DATA FOR ANALYSIS:
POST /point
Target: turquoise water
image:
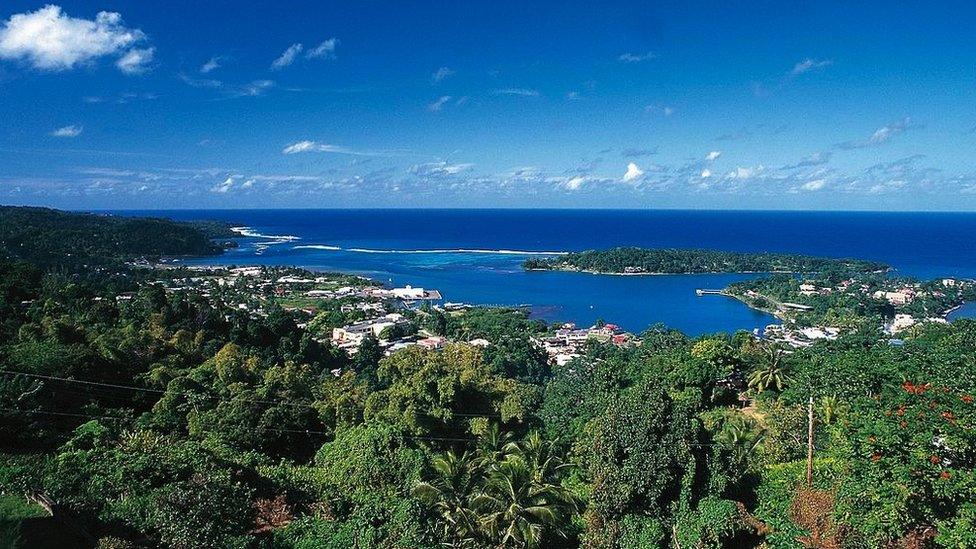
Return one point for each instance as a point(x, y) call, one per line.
point(475, 256)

WHAT IS REQUIRED: Reproduce all entries exactly. Pictures do not belong in the copy.

SOLVED PROBLEM:
POST /point
Target: turquoise water
image:
Return one point for each instance as a point(x, y) call, one per line.
point(475, 256)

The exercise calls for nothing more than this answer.